* [Written exercise] Reproduce the rows below word for word, from the very first line down to the line that contains "pixel 320 155", with both of those lines included.

* [Provided material]
* begin *

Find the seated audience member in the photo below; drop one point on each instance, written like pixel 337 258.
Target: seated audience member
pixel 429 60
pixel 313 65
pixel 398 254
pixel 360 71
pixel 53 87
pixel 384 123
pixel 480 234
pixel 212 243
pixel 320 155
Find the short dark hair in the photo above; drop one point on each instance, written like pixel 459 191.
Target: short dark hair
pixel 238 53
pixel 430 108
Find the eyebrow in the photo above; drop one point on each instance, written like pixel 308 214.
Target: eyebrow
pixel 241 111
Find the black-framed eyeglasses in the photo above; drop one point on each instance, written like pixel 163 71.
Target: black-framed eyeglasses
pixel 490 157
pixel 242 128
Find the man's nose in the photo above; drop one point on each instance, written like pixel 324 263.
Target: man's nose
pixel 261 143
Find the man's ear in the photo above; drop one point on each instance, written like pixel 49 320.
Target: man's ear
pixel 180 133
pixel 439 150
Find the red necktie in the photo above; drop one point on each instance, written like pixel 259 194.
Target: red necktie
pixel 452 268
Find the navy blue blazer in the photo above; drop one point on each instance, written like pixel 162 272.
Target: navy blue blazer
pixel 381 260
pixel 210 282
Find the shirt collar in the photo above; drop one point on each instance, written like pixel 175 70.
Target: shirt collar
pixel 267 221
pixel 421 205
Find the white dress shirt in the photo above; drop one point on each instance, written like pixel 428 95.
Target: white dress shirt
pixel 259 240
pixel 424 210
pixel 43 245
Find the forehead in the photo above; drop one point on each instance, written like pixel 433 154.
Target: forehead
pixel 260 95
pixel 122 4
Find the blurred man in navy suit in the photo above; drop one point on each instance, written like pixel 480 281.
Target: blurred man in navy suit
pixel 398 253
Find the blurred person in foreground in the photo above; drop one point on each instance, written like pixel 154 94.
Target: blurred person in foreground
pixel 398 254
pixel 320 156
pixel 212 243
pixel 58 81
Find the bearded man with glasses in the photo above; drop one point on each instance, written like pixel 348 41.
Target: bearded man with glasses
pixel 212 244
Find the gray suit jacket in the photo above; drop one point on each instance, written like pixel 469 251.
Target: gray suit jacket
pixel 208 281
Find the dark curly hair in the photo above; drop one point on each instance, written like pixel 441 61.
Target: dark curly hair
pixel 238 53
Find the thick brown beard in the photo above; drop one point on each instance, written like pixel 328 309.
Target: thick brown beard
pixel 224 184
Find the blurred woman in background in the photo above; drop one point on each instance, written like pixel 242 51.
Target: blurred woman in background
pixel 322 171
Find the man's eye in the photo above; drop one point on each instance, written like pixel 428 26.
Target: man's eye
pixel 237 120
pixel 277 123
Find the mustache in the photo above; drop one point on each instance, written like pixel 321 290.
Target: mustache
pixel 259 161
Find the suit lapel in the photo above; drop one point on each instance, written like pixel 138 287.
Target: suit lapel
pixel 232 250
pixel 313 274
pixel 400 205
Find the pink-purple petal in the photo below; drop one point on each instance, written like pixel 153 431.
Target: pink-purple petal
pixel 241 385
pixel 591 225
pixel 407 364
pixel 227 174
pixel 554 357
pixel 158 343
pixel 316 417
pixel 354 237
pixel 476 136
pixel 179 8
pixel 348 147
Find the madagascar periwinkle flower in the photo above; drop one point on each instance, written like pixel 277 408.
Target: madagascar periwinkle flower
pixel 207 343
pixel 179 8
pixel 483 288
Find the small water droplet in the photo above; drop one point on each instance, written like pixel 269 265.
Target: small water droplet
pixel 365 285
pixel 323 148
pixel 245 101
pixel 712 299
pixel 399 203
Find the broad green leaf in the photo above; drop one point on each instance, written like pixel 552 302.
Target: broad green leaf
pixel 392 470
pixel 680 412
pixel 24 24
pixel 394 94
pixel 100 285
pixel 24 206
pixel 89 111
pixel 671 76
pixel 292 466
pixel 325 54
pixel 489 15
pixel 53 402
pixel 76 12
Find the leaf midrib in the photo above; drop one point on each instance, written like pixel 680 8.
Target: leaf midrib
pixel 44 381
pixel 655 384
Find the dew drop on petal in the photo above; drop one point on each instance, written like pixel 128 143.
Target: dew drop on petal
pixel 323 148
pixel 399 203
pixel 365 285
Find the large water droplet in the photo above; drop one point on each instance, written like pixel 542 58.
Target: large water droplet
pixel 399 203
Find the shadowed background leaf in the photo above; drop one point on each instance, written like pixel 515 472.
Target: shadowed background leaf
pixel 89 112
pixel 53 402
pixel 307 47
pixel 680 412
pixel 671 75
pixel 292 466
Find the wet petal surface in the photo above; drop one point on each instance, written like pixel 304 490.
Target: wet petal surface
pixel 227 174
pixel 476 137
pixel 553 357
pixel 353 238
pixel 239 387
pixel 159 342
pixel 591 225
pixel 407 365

* end *

* [Full output]
Find the seated audience member in the photo below; drop one point on each instance, written like pixel 337 258.
Target: seated audience member
pixel 429 60
pixel 313 65
pixel 398 254
pixel 360 71
pixel 53 87
pixel 384 123
pixel 480 234
pixel 212 243
pixel 320 155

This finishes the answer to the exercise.